Requirement:
Retype the entries in full, exactly.

Records to process:
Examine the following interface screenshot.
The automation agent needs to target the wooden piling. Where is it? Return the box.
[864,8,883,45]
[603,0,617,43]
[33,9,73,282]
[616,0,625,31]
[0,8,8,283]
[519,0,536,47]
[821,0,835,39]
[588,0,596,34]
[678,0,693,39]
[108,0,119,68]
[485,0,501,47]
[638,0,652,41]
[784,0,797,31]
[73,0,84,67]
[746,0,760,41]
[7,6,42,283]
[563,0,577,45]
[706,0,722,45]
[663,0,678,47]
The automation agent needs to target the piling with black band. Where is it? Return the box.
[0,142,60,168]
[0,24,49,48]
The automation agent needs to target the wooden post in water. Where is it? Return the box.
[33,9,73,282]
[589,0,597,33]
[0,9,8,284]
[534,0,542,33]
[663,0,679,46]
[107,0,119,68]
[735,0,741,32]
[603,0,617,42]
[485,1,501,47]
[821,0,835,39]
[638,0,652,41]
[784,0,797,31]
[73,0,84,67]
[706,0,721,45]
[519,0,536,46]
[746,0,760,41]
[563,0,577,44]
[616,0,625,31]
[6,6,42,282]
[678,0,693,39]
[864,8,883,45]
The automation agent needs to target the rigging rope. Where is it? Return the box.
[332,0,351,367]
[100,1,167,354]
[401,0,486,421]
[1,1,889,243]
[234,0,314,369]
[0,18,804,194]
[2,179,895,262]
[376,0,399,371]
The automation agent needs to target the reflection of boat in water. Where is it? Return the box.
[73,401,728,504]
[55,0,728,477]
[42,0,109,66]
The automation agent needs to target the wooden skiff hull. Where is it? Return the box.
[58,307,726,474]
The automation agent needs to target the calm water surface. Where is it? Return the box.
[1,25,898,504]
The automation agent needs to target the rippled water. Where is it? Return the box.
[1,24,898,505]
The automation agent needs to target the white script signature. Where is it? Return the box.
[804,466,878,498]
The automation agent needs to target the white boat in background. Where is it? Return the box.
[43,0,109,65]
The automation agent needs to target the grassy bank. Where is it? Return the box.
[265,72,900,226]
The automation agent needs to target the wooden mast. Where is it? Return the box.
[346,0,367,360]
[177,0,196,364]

Response area:
Examine the following interface screenshot.
The automation agent needs to target the wooden piling. Where is it? Return the box.
[864,8,883,45]
[603,0,617,43]
[33,9,73,282]
[616,0,625,31]
[0,8,8,283]
[519,0,536,47]
[821,0,835,39]
[588,0,596,34]
[678,0,693,39]
[108,0,119,68]
[485,0,501,47]
[638,0,652,41]
[784,0,797,31]
[73,0,84,67]
[746,0,760,41]
[7,6,42,283]
[563,0,577,45]
[706,0,722,45]
[663,0,678,47]
The automation agent needs to target the piling with black band. Where is it? Return the box.
[0,142,60,168]
[0,24,49,48]
The automation agent needs to target the wooden post in water. Where is it? Return the box.
[33,9,73,282]
[589,0,597,33]
[0,9,8,284]
[534,0,542,33]
[663,0,679,46]
[107,0,119,68]
[735,0,741,32]
[603,0,617,42]
[485,1,501,47]
[821,0,835,39]
[638,0,652,41]
[784,0,797,31]
[73,0,84,67]
[706,0,721,45]
[519,0,536,46]
[746,0,760,41]
[563,0,577,44]
[616,0,625,31]
[6,6,42,282]
[678,0,693,39]
[864,8,883,45]
The automation agent needs to target the rigging rope. Where is it? Return the box.
[332,0,351,367]
[100,1,167,354]
[401,0,486,421]
[1,1,889,243]
[234,0,314,369]
[0,18,804,194]
[2,179,895,262]
[376,0,399,371]
The automation agent needs to target the reflection of boat in water. Where is it? Return the box.
[73,401,728,504]
[55,0,728,477]
[42,0,109,66]
The automation agent needs to target the wooden skiff hull. Where is it? Return the box.
[58,307,726,474]
The automation agent needs to target the calm water surface. Where is it? Return the box.
[1,25,898,504]
The automation agent needs to target the rippled water. Where is it? Return the box.
[1,24,898,505]
The automation agent needs to target the white script signature. Where is it? Return the box.
[804,466,878,498]
The automation agent needs to target the white boat in background. Where is it? Return the box.
[43,0,109,65]
The automation agent needs to target the grassy bank. Where is it? Return the box.
[265,72,900,226]
The automation agent needs to target the wooden mast. Where is it? Return the box.
[346,0,367,360]
[177,0,196,364]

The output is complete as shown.